WORKING DATA:
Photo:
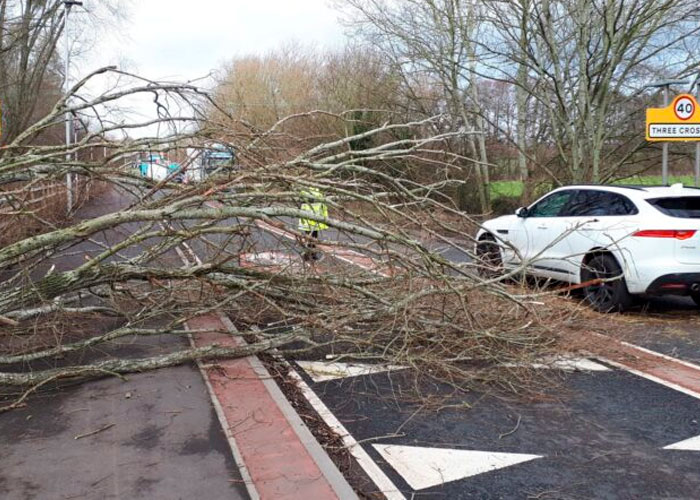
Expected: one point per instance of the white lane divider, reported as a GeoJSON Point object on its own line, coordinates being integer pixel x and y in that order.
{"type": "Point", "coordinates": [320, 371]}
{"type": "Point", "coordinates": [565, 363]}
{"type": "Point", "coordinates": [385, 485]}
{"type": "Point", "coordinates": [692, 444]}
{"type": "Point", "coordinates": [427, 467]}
---
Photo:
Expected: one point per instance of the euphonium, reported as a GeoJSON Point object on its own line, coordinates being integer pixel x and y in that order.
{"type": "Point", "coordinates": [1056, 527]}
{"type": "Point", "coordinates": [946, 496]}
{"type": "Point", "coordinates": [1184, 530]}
* * *
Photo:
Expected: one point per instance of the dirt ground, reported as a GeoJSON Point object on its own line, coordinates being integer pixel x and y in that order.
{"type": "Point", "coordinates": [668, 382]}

GIVEN INSTRUCTION: List every line of the rows above that contains the string "pixel", matching case exactly.

TASK SOLUTION:
Expected: one point per instance of the white lane divider, reported as a GeoJSON Point object on its own line, coordinates being integer pixel x and y in that order.
Expected: one point per instance of the euphonium, reported as a GeoJSON Point object on its own line, coordinates being integer pixel x and y in that order.
Expected: one point per instance of the dirt ground, reported as a GeoJSON Point object on its own line, coordinates being integer pixel x and y in that order.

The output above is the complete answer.